◆ **Task**
Rescale the data from the line containing "light in this photo." through the end of the data, inclusive, and restate every line, requests included, with each point coordinate in the answers multiplied by 1.1 and rounded to a whole number, halves rounding up. Leave the pictures out of your answer.

◆ **Input**
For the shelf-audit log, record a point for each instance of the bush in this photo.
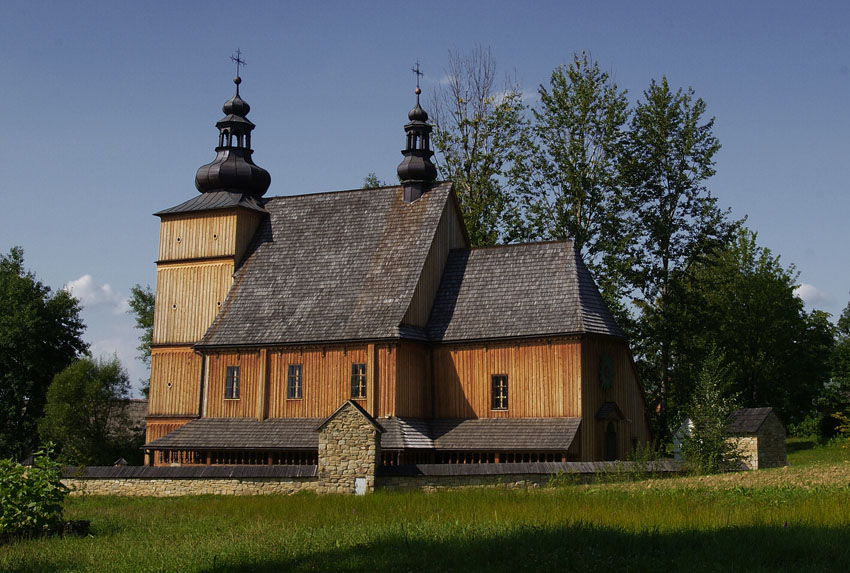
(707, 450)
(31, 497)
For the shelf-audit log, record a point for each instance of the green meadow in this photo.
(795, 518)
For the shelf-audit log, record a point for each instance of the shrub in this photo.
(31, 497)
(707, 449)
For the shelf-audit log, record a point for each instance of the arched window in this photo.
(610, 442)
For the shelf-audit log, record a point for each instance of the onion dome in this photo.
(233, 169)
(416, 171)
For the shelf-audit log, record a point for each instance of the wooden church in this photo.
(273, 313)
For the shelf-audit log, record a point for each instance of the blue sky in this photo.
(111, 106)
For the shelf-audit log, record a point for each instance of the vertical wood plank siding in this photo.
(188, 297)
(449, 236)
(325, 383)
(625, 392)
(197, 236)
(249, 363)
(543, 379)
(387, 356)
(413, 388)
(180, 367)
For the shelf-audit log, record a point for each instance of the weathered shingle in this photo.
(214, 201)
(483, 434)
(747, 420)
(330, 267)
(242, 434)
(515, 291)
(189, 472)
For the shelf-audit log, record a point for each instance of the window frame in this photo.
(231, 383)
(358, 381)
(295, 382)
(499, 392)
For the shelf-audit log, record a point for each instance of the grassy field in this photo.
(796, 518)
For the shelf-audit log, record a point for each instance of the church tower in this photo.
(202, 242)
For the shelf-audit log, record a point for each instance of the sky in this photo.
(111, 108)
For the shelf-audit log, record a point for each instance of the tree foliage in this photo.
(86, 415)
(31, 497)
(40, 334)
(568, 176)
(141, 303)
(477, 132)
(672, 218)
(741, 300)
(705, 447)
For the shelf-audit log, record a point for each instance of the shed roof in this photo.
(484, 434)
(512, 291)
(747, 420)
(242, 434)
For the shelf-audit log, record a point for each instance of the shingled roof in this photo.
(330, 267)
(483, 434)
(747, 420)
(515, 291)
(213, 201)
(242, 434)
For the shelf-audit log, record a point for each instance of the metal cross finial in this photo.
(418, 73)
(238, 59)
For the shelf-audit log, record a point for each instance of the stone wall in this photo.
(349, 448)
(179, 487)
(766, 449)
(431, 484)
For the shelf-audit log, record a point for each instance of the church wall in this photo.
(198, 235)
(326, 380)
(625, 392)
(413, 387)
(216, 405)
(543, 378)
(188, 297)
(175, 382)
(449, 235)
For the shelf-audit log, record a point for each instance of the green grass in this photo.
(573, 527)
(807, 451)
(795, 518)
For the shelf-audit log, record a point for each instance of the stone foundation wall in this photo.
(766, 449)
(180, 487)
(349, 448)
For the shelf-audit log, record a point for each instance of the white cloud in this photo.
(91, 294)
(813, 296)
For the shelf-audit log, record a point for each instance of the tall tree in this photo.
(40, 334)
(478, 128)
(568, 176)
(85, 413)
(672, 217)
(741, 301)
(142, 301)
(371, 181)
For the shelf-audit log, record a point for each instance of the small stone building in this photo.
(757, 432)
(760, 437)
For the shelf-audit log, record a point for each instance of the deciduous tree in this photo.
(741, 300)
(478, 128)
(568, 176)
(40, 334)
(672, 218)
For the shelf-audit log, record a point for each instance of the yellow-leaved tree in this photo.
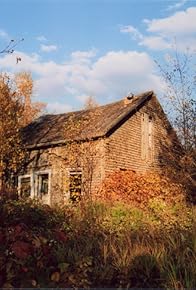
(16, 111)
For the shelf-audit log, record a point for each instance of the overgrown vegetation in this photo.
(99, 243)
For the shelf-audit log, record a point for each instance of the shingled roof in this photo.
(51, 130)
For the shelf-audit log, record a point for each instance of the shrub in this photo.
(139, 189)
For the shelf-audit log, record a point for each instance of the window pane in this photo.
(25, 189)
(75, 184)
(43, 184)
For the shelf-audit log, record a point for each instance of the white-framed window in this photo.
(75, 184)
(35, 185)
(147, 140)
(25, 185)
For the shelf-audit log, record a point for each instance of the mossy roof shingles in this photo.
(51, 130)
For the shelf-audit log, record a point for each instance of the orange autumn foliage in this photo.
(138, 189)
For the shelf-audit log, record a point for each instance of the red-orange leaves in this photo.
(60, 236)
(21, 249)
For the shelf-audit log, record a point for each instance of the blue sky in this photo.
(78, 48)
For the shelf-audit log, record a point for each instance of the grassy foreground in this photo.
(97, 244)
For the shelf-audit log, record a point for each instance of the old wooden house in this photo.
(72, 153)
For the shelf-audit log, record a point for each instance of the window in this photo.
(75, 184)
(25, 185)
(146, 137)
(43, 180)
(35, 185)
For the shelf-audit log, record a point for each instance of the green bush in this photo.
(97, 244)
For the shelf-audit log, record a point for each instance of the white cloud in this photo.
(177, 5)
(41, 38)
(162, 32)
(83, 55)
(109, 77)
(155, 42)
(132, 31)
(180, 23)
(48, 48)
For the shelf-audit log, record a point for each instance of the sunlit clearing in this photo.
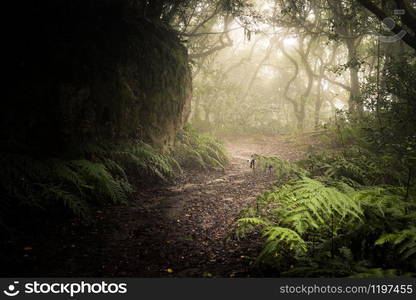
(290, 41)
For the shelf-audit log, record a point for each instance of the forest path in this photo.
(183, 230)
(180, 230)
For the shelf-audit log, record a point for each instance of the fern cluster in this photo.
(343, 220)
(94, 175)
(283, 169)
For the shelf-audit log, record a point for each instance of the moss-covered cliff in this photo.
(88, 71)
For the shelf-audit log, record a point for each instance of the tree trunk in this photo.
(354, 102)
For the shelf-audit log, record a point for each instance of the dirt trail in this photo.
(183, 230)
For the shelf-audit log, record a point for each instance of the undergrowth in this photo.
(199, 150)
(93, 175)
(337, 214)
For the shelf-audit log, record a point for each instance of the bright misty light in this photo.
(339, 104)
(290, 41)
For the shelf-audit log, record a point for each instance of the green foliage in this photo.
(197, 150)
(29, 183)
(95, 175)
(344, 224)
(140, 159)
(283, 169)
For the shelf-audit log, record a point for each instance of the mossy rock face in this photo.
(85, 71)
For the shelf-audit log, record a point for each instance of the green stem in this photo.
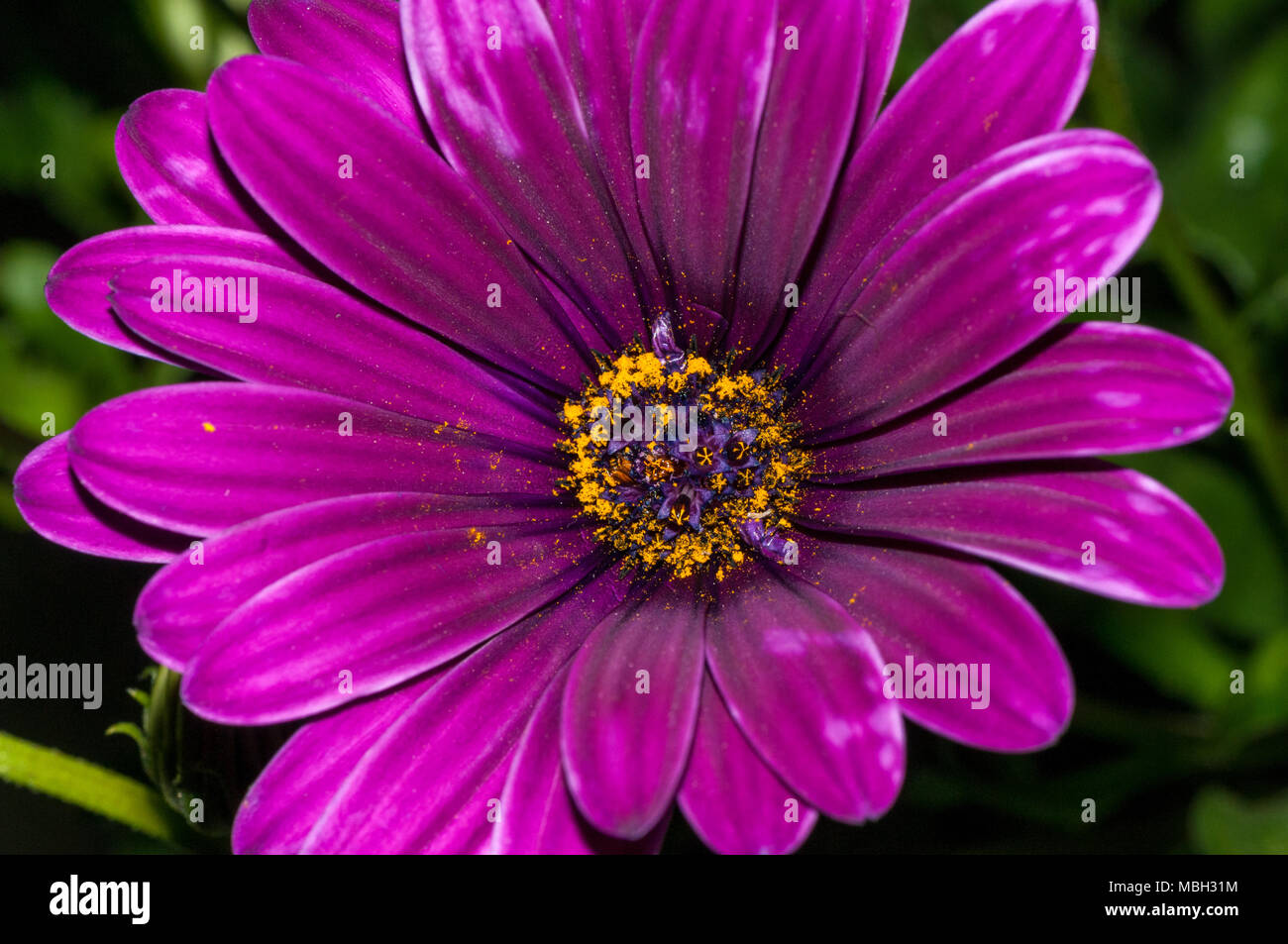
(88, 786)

◆ **Output**
For the shelf-audit log, record a point for each instance of the bright misty light in this photo.
(373, 114)
(319, 45)
For the shelf-audit log, record a point for each instance of the green foliage in this photo.
(217, 165)
(32, 201)
(105, 193)
(378, 246)
(154, 175)
(311, 186)
For the shelf-audit log, record a point for each instance of the mossy rock face in this photo.
(94, 78)
For the shelf-audit log, record a point for each instance of the green stem in this photo.
(97, 865)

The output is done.